_QUOTED PASSAGE_:
Parks Canada will use a variety of direct and indirect strategies for managing public use. Examples of direct strategies include zoning, rationing use intensity, restricting activities, and law enforcement. Examples of indirect strategies include facility design, information dispersal, and cost-recovery mechanisms.

Provisions for public understanding, appreciation and enjoyment of the cultural resources located in national marine conservation areas, and associated activities, services and facilities, will be made in accordance with the Cultural Resource Management Policy.

4.2 Interpretation and Public Education

Parks Canada will cooperate with others in developing marine conservation area interpretation and public education programs that will provide visitors and all Canadians with accurate information of the area's marine ecosystems, key environmental issues and the various programs that have been implemented for the protection and wise use of these ecosystems.

Visitors will be informed of activities permitted in the conservation area, and the services and facilities available to them in the area and surrounding region. In particular, visitors will be made aware of the dependence of local people on the area's marine resources, and will be asked to respect their values and traditions during their visit.

Various marine conservation interpretation programs will be made available to visitors, including those with disabilities, in a manner which causes little or no disturbance to the natural environment.

Parks Canada will cooperate with schools, universities and other learning institutions in developing public education programs, and to encourage the use of marine conservation areas as centres for environmental education and research.

4.3 Visitor Services and Facilities

Parks Canada will only provide facilities and services in marine conservation areas that are deemed essential for interpretation, public education and recreational activities in the approved management plan.

In developing facilities within a marine conservation area, impacts on the area's resources and established uses such as fishing will be minimized, and due attention will be given to visitor risk management.

The establishment of artificial reefs to attract marine organisms for display purposes, the intentional sinking of vessels or other man-made objects for recreational diving, and similar facilities will not be permitted in marine conservation areas.

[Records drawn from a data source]
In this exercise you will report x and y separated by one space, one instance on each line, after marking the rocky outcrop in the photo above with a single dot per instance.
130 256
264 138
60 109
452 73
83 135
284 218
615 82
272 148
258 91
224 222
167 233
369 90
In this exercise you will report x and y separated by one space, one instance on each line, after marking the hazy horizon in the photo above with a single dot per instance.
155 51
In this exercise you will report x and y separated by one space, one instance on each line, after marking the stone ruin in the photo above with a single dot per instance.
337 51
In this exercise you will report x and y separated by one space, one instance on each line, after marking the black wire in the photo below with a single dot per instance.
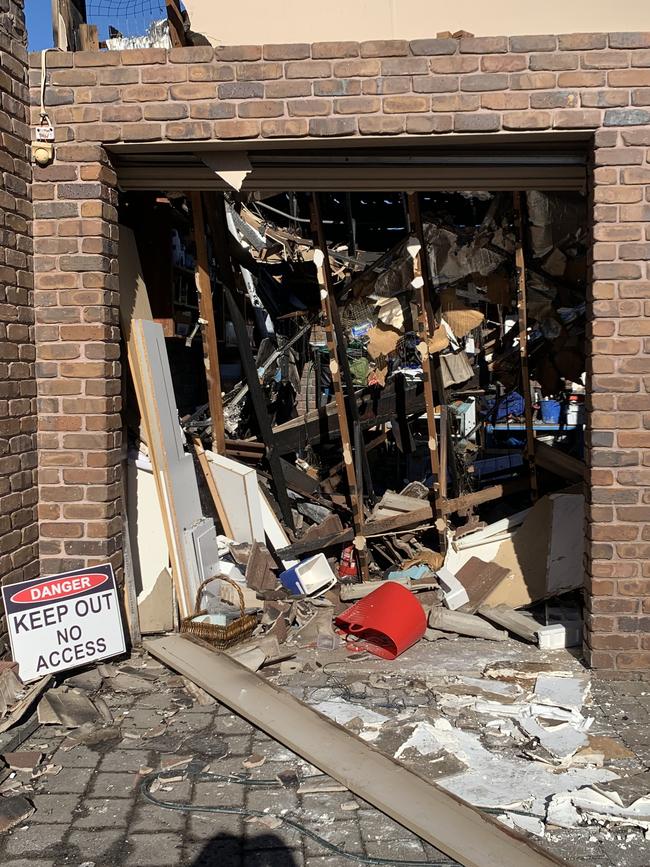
245 780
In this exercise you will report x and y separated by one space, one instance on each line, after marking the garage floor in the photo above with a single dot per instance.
93 810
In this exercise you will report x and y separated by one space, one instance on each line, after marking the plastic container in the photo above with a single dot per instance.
311 577
575 411
386 622
551 410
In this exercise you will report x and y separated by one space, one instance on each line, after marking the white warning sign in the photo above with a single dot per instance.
63 621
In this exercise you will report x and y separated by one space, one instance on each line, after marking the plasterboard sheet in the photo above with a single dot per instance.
239 493
565 570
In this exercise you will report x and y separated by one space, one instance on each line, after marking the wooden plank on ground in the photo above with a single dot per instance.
517 622
470 836
479 579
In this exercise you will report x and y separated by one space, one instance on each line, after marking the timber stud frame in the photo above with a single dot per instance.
595 85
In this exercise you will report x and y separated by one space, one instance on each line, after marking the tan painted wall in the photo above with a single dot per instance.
261 22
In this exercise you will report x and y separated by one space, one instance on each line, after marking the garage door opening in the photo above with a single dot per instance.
400 395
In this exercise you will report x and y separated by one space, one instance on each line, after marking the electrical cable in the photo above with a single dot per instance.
244 780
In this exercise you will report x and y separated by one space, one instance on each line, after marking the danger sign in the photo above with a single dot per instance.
63 621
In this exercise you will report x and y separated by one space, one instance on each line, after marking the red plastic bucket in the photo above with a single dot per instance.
386 622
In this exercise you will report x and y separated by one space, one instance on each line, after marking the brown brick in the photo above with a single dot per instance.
291 51
143 56
456 64
213 72
356 68
308 69
635 175
614 642
426 124
163 74
576 119
258 71
435 83
285 89
483 45
605 60
616 195
504 101
640 58
285 128
641 96
95 58
261 108
405 66
187 130
382 125
629 40
482 122
193 90
191 54
334 50
628 78
406 104
553 62
332 126
527 120
338 87
532 80
386 86
604 98
121 114
242 90
484 81
385 48
533 43
357 105
504 63
309 107
165 111
234 53
582 41
581 79
145 93
456 102
141 131
233 129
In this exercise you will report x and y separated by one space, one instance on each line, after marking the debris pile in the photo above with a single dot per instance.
411 415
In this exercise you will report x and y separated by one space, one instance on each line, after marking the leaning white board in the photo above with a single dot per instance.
237 487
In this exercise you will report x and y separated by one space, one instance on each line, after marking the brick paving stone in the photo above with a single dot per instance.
119 785
205 826
33 839
125 760
56 808
104 813
95 845
218 794
344 834
149 819
274 857
276 799
153 850
23 862
78 757
221 849
69 781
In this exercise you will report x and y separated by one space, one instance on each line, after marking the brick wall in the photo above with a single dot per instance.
594 82
18 495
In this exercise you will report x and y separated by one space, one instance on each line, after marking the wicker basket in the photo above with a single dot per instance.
220 636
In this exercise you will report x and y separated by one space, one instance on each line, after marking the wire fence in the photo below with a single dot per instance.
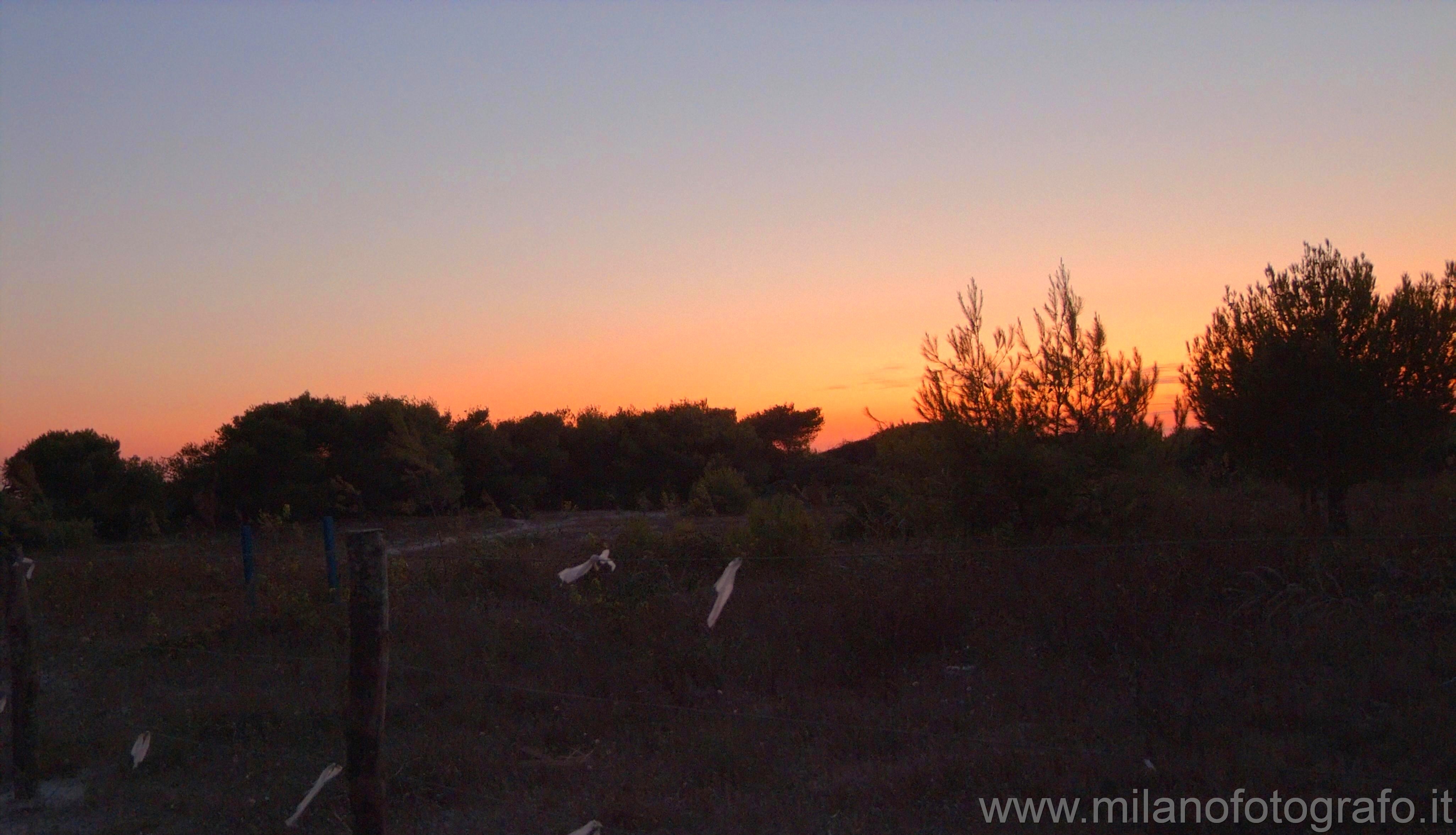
464 681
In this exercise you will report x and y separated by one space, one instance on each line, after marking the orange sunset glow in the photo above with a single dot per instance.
210 207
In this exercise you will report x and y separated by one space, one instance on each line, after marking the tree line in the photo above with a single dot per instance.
1311 379
394 456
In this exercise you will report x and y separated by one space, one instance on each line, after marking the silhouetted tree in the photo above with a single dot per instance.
1314 379
82 476
1068 385
787 428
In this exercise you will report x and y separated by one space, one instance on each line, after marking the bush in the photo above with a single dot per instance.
720 491
31 526
784 527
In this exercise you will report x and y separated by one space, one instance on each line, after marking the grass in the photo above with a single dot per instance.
849 693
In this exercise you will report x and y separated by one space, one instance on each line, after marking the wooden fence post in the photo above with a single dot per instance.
369 673
330 556
249 574
24 738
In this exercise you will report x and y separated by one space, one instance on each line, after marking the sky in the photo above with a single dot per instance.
558 206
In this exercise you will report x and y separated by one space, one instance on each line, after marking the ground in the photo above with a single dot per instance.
870 687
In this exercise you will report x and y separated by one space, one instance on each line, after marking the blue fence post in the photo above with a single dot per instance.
330 555
248 567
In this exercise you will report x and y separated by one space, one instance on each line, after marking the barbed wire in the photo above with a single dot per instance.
423 553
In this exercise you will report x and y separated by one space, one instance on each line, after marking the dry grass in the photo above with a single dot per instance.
841 695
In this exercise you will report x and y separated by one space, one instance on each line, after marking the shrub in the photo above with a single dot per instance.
720 491
782 526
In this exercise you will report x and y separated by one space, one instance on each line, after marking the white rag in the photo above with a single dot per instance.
139 748
724 588
330 773
577 572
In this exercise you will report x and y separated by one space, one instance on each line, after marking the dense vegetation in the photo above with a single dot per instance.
1311 380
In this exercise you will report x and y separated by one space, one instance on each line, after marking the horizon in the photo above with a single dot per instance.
529 208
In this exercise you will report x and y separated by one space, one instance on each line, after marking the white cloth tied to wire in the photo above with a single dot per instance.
724 588
577 572
139 748
330 773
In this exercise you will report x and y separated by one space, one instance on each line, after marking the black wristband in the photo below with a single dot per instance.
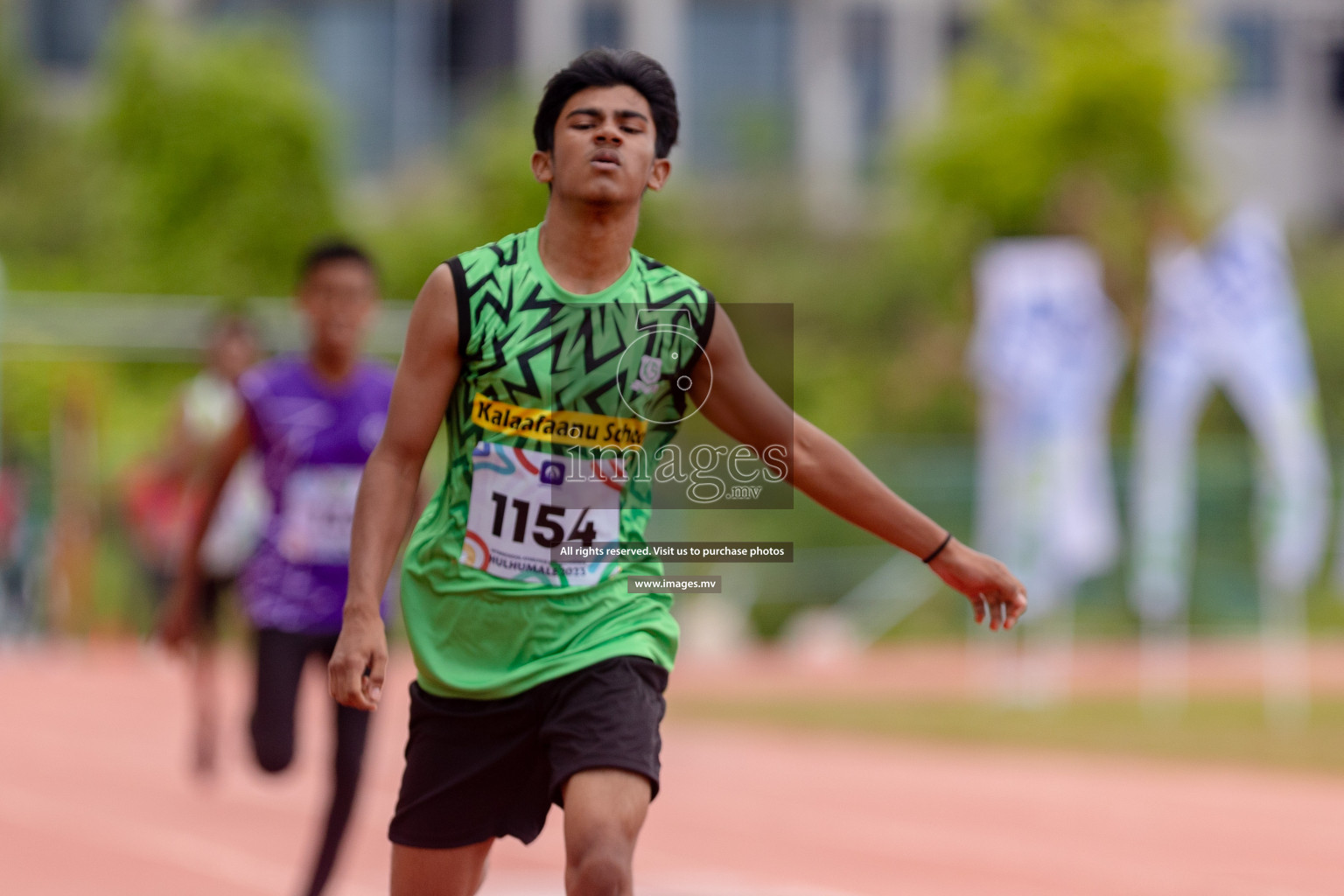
938 550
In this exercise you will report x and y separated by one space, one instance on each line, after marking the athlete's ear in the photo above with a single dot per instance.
542 167
659 173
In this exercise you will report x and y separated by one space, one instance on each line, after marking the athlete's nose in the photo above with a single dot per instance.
609 133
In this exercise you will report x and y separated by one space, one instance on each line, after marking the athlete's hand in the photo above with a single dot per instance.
178 622
985 582
359 662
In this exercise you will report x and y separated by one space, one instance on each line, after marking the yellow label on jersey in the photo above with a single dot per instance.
561 427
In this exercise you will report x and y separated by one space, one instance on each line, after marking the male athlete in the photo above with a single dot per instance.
541 680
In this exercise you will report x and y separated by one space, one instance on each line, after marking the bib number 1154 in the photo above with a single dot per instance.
526 502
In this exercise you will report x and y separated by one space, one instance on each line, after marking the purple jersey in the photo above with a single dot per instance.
313 439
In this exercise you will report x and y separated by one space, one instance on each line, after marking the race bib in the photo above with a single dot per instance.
527 502
318 514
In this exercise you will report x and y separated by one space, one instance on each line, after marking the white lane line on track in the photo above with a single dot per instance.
514 884
197 855
153 843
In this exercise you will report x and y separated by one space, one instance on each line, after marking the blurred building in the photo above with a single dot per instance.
814 87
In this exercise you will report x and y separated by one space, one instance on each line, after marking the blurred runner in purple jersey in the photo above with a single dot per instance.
312 421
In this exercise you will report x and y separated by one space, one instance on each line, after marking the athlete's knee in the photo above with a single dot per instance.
601 871
273 752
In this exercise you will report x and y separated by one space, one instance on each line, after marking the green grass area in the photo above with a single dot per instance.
1228 731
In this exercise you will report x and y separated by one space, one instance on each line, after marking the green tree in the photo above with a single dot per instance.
220 155
1057 90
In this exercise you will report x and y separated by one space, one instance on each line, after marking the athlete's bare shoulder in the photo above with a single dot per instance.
433 326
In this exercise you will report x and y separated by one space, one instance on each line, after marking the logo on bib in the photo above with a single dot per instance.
649 371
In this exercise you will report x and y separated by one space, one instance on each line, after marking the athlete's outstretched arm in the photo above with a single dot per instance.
734 398
425 379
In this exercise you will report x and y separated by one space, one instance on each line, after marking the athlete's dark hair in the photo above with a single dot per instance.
608 69
333 250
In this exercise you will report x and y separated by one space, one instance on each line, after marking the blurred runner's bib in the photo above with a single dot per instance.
526 502
318 514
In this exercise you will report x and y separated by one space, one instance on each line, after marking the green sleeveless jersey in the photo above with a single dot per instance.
554 426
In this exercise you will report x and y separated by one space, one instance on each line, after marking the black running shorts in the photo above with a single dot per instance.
484 768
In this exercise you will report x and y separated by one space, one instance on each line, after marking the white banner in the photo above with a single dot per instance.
1047 354
1228 318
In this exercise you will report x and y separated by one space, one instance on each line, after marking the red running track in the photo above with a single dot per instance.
95 798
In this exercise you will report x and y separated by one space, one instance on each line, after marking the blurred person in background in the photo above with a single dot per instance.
541 682
17 612
208 407
312 421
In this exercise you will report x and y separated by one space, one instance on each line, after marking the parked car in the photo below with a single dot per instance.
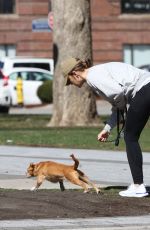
8 63
31 79
5 96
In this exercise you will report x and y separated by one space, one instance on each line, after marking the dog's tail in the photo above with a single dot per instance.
76 162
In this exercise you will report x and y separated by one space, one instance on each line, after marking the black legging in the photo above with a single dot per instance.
137 117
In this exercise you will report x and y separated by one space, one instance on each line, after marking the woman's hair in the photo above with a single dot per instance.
82 65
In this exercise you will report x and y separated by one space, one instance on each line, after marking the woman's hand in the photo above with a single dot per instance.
103 135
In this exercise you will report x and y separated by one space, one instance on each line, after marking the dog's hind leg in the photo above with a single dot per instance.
73 178
86 180
62 187
39 182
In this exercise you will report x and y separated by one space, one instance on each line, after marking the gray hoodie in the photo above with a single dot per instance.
117 83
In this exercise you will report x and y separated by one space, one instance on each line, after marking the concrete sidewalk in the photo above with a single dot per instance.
95 163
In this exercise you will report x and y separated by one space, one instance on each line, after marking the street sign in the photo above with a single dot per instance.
40 25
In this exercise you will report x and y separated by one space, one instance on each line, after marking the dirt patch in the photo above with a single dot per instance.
25 204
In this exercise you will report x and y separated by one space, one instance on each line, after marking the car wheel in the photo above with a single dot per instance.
4 109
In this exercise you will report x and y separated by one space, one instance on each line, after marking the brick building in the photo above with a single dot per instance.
120 30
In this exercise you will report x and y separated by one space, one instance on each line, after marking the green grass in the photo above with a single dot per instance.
31 130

_WHAT TO DO_:
A – Do the following statements agree with the marine conservation area policy above the listing? For each, answer yes or no and quote the words of the policy that decide it.
(i) Law enforcement is given as an example of a direct strategy for managing public use.
(ii) Sinking vessels on purpose to create sites for recreational diving is allowed in marine conservation areas.
(iii) Parks Canada will develop public education programs on its own, without outside institutions.
B – Can you carry the marine conservation area policy forward from its last sentence, keeping its style?

_ANSWERS TO THE EXERCISE_:
A –
(i) Yes: "Examples of direct strategies include zoning, rationing use intensity, restricting activities, and law enforcement."
(ii) No: "the intentional sinking of vessels or other man-made objects for recreational diving, and similar facilities will not be permitted in marine conservation areas."
(iii) No: "Parks Canada will cooperate with schools, universities and other learning institutions in developing public education programs"

B –
Parks Canada will encourage visitors to become familiar with the skills, knowledge and equipment they should have in order to safely undertake outdoor activities in the marine conservation area.

Parks Canada will coordinate accident prevention and search and rescue services in and around marine conservation areas with the Canadian Coast Guard and other agencies involved in public safety.

Parks Canada will work with the tourism sector to fulfill public needs for a broad range of services and facilities adjacent to the marine conservation areas, and will locate its own administrative facilities accordingly.

Private and voluntary organizations, such as cooperating associations, will be encouraged to plan, develop and operate essential visitor services and facilities within a marine conservation area.

4.4 Tenure

No lands or foreshore areas within a marine conservation area will be made available for private cottages, camps, seasonal camping areas, or for any exclusive recreational use by individuals or organizations. In areas where settlement has already occupied shorelines in locations contemplated for a national marine conservation area, the boundary may include such shorelines since they are often important biological areas. In such cases, a shoreline zoning classification system will be developed to regulate nearshore developments.

Limited tenure may be granted on marine conservation area lands and waters in the form of permits, leases, or licences of occupation for the provision of essential services and facilities for visitors.

Upon the expiry of a lease, licence, or permit of occupation (when not already provided in an existing agreement), a replacement instrument may be negotiated if the purpose is supported by the conservation area management plan; if the holder has complied with the terms and conditions of the expiring agreement; and if the granting of a replacement agreement is consistent with federal government policy on fair access.